EXERCISE DATA:

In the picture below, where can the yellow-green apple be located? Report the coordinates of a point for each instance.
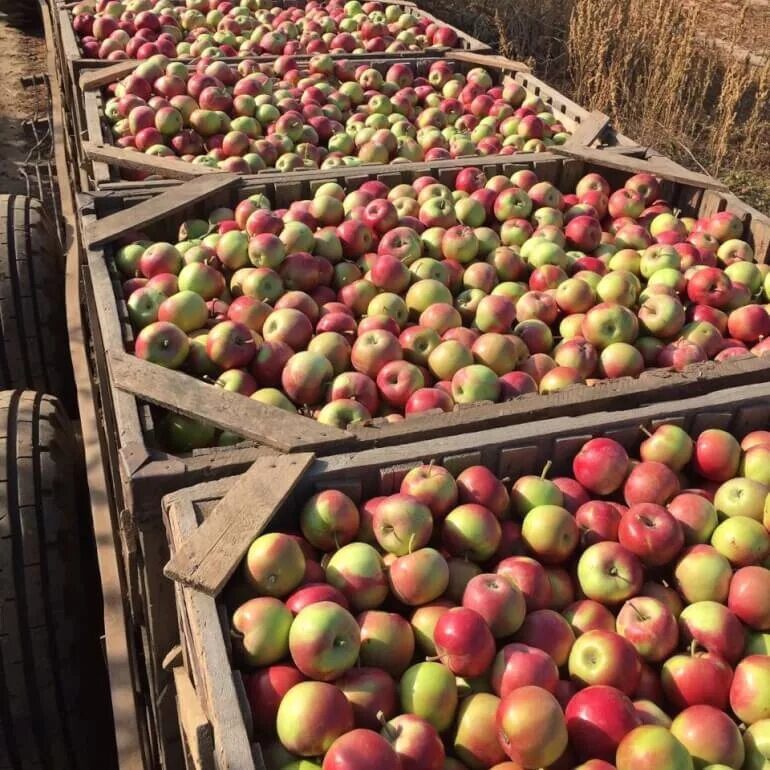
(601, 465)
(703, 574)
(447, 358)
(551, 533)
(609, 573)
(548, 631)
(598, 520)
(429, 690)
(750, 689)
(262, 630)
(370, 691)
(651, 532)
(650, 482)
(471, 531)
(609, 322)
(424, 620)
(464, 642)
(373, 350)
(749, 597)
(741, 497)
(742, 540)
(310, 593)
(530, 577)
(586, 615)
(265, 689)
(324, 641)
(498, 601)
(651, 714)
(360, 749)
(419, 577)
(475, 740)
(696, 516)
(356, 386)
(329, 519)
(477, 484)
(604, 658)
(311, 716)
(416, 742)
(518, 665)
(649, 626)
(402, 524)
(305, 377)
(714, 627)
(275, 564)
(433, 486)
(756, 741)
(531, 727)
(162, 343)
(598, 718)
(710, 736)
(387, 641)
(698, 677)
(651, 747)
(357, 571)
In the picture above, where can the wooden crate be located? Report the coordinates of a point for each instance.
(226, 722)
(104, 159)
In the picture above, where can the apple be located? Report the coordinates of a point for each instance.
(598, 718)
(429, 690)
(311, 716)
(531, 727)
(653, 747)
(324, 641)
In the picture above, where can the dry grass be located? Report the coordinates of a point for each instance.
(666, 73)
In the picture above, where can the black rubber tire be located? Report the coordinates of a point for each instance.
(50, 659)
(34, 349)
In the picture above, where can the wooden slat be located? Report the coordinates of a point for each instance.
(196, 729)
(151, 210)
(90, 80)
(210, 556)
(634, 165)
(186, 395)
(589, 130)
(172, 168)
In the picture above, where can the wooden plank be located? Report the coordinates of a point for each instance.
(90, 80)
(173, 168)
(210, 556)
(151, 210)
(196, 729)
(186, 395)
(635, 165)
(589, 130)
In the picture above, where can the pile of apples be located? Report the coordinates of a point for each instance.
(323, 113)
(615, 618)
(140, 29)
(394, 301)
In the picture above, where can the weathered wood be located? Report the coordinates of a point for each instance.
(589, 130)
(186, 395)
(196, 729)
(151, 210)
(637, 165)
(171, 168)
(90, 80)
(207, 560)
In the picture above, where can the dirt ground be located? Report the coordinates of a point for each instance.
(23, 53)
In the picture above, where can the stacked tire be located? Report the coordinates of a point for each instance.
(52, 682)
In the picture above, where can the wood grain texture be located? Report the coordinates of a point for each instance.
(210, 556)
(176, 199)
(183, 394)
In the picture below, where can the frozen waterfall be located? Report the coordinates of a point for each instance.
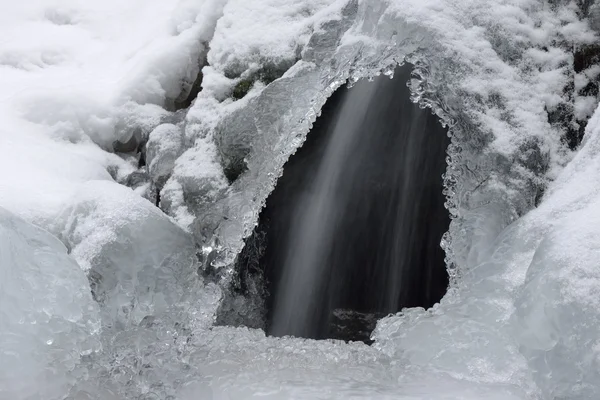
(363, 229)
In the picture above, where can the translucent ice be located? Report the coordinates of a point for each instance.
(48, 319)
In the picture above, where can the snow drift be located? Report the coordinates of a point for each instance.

WORK TO DO: Any pictures should be dropped; transcribe the rest of the records above exactly.

FINAL RESULT:
In the picture below, where can the yellow-green apple be located? Report the coordinates of a point for each instance.
(601, 465)
(703, 574)
(447, 358)
(551, 533)
(609, 573)
(548, 631)
(598, 520)
(429, 690)
(750, 689)
(262, 630)
(370, 691)
(651, 532)
(650, 482)
(471, 531)
(609, 322)
(424, 620)
(464, 642)
(373, 350)
(749, 597)
(741, 497)
(742, 540)
(310, 593)
(530, 577)
(586, 615)
(265, 689)
(324, 641)
(498, 601)
(651, 714)
(360, 749)
(419, 577)
(475, 740)
(696, 516)
(356, 386)
(329, 519)
(477, 484)
(604, 658)
(311, 716)
(416, 742)
(518, 665)
(649, 626)
(402, 524)
(305, 377)
(714, 627)
(275, 564)
(433, 486)
(756, 741)
(531, 727)
(162, 343)
(598, 718)
(710, 736)
(387, 641)
(698, 677)
(651, 747)
(357, 571)
In the picture above, where can the wooden crate be located? Report the coordinates of a point for each instance.
(226, 722)
(104, 159)
In the picture above, where can the apple be located? Report the coordinates of a point for each instance.
(598, 718)
(429, 690)
(311, 716)
(531, 727)
(653, 747)
(324, 641)
In the picture above, where can the dry grass be located? Report the coordinates of a point for each instance.
(666, 73)
In the picture above, where can the black rubber tire be located? Report the coordinates of a point for each instance.
(50, 659)
(34, 349)
In the picture above, where can the wooden slat be located? Report the coordinates of a point for each instance.
(196, 729)
(151, 210)
(90, 80)
(210, 556)
(634, 165)
(186, 395)
(589, 130)
(172, 168)
In the picture above, where can the wooden plank be located? Report the coordinates of a point for each instance.
(90, 80)
(173, 168)
(210, 556)
(151, 210)
(196, 729)
(186, 395)
(635, 165)
(589, 130)
In the picture above, where can the pile of apples be located? Report the coordinates of a point for each instance.
(323, 113)
(615, 618)
(140, 29)
(394, 301)
In the picture above, where can the weathered wood be located? Report the coordinates of a point for each instance.
(589, 130)
(186, 395)
(196, 729)
(151, 210)
(637, 165)
(171, 168)
(90, 80)
(207, 560)
In the picture above, where can the dirt ground be located? Report the coordinates of a point for each instance.
(23, 53)
In the picture above, where can the stacked tire be located? Report the coordinates of a point for each instance.
(52, 682)
In the picture above, where can the wood grain texture be located? Report the coordinates of a point for each instance.
(210, 556)
(176, 199)
(183, 394)
In the picture below, where can the frozen waterfall be located? Report the coordinates of a point for each instance.
(363, 229)
In the picture above, where can the translucent ice be located? Report the coordinates of a point for each instance.
(48, 319)
In the picture above, where can the snow drift be located? Report the coordinates of a point for each instance.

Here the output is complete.